[Selected passage]
Redis in Ruby

Building on some of my research into concurrency and systems programming, I have been working through a project called ‘Build Your Own Redis’ in CodeCrafters and wanted to share my experience so far, and some notes about Redis and Ruby.

What is Redis?

Redis is an in-memory storage application that is often used as a key-value database, meaning that clients can associate data structures like strings, arrays, and sets with keys for retrieval later.

What does Redis do?

Simply put, a Redis client’s transaction with a Redis server looks like:

  • accept a TCP connection from the client
  • read a command from the client, parsing the Redis protocol
  • execute the command, potentially persisting values
  • return results of the command

The project I am going to present performs these basic actions but only responds to a few different Redis commands. I have yet to get to some other features of Redis like replication. In the rest of this article, I will explain how my project achieves each of these basic functions.

Network

This part is pretty simple, just using the Ruby sockets library to start a TCPServer on a configurable port:

require 'sockets'
# ...
module Redis
  class Server
    def initialize(port)
      @port = port
      @server = TCPServer.new port
      # ...
    end
  end
end

Concurrency model

Like most server programs, it’s necessary for a Redis server to be concurrent so new clients can still connect while existing clients are served. I presented a few ways concurrency can be done in Ruby in my last blog post, and I chose to implement an event loop for this project for a few reasons:

  • I was interested in it
  • Redis’ actual implementation uses an event loop

Specifically, I chose to use nio4r and the Reactor design pattern to do so.

[Given records]

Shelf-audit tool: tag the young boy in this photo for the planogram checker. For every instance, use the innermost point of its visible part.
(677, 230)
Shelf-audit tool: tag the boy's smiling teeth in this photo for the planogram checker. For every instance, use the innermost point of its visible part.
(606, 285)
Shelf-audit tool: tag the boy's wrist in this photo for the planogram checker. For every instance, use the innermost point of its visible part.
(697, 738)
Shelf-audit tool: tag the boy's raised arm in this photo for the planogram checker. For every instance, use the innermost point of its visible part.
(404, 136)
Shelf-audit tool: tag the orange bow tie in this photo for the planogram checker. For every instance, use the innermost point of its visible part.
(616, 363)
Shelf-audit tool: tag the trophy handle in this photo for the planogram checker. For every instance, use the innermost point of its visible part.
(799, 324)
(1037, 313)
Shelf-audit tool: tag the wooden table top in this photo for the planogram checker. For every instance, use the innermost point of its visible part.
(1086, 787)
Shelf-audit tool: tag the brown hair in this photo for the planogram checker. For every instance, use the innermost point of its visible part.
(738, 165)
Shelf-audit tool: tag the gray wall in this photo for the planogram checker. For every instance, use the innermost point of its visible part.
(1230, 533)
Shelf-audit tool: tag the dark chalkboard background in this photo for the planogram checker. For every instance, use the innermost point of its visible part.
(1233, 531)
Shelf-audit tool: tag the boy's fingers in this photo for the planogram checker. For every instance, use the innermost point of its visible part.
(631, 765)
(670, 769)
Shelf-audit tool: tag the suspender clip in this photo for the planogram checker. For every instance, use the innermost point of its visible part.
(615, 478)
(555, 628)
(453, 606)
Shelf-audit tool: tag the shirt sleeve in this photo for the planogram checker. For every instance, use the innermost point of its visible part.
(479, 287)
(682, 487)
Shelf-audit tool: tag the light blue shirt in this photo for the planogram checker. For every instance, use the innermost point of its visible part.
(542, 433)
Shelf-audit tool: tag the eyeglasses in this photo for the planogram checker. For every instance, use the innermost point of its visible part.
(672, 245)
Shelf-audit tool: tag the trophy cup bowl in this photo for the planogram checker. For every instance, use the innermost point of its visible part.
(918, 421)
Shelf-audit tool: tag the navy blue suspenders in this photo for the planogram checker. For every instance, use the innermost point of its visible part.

[What you need to do]
Reproduce the whole Redis in Ruby article word for word. The items play no part in this exercise.

[Result of the task]
Redis in Ruby

Building on some of my research into concurrency and systems programming, I have been working through a project called ‘Build Your Own Redis’ in CodeCrafters and wanted to share my experience so far, and some notes about Redis and Ruby.

What is Redis?

Redis is an in-memory storage application that is often used as a key-value database, meaning that clients can associate data structures like strings, arrays, and sets with keys for retrieval later.

What does Redis do?

Simply put, a Redis client’s transaction with a Redis server looks like:

  • accept a TCP connection from the client
  • read a command from the client, parsing the Redis protocol
  • execute the command, potentially persisting values
  • return results of the command

The project I am going to present performs these basic actions but only responds to a few different Redis commands. I have yet to get to some other features of Redis like replication. In the rest of this article, I will explain how my project achieves each of these basic functions.

Network

This part is pretty simple, just using the Ruby sockets library to start a TCPServer on a configurable port:

require 'sockets'
# ...
module Redis
  class Server
    def initialize(port)
      @port = port
      @server = TCPServer.new port
      # ...
    end
  end
end

Concurrency model

Like most server programs, it’s necessary for a Redis server to be concurrent so new clients can still connect while existing clients are served. I presented a few ways concurrency can be done in Ruby in my last blog post, and I chose to implement an event loop for this project for a few reasons:

  • I was interested in it
  • Redis’ actual implementation uses an event loop

Specifically, I chose to use nio4r and the Reactor design pattern to do so.